== Records from a collection ==
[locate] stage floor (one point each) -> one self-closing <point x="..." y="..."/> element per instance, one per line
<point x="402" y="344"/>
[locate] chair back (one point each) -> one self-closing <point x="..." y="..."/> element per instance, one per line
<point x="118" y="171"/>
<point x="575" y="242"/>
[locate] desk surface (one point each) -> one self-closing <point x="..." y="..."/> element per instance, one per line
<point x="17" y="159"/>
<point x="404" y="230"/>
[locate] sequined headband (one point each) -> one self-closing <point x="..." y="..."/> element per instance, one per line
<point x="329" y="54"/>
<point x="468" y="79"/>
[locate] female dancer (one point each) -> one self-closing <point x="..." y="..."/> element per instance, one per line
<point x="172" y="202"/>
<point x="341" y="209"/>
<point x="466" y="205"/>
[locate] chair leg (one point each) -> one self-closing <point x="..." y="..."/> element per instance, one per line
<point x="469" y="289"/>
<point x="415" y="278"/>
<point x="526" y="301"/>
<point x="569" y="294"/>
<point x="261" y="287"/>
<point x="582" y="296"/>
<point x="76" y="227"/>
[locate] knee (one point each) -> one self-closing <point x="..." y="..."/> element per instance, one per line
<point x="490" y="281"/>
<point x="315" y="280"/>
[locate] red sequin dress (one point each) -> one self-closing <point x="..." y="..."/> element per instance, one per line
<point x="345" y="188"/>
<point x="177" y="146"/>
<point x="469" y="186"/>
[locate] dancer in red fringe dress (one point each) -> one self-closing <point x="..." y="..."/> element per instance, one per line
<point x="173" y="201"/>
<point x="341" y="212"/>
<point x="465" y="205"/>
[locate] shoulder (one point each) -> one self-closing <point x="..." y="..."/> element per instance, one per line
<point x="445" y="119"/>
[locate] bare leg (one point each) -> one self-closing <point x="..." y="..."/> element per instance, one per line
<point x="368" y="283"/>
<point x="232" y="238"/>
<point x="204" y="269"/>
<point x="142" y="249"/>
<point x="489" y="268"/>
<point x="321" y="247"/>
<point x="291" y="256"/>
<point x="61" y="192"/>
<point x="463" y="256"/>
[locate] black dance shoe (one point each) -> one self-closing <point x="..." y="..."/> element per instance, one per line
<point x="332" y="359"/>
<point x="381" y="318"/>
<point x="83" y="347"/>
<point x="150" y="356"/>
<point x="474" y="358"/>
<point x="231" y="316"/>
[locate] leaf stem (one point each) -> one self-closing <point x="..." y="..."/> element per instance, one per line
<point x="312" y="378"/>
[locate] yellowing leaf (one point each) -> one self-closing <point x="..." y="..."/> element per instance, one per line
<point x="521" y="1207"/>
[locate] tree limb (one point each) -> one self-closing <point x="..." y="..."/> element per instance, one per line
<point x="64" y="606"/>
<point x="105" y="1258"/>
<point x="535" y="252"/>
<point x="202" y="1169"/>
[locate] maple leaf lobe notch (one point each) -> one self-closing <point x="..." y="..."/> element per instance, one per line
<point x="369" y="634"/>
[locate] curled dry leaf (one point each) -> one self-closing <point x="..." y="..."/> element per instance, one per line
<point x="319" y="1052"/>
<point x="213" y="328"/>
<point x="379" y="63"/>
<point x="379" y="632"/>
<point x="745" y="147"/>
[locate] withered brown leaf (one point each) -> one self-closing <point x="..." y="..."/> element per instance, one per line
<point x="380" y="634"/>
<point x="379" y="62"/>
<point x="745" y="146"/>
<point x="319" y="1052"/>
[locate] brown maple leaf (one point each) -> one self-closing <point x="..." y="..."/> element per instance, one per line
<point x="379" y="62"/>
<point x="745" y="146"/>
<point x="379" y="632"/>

== What to produce ==
Exactly reproduce the lines from the one containing "[locate] withered brown" through the end of the records, and only those lines.

== Exercise solution ==
[locate] withered brown leaf (one point each) -> one self-closing <point x="..." y="..."/> element per instance, one per line
<point x="380" y="634"/>
<point x="379" y="62"/>
<point x="745" y="146"/>
<point x="319" y="1052"/>
[locate] brown maple leaf (one point each) -> one self-closing <point x="..." y="..."/> element per instance, one per line
<point x="379" y="62"/>
<point x="745" y="146"/>
<point x="379" y="632"/>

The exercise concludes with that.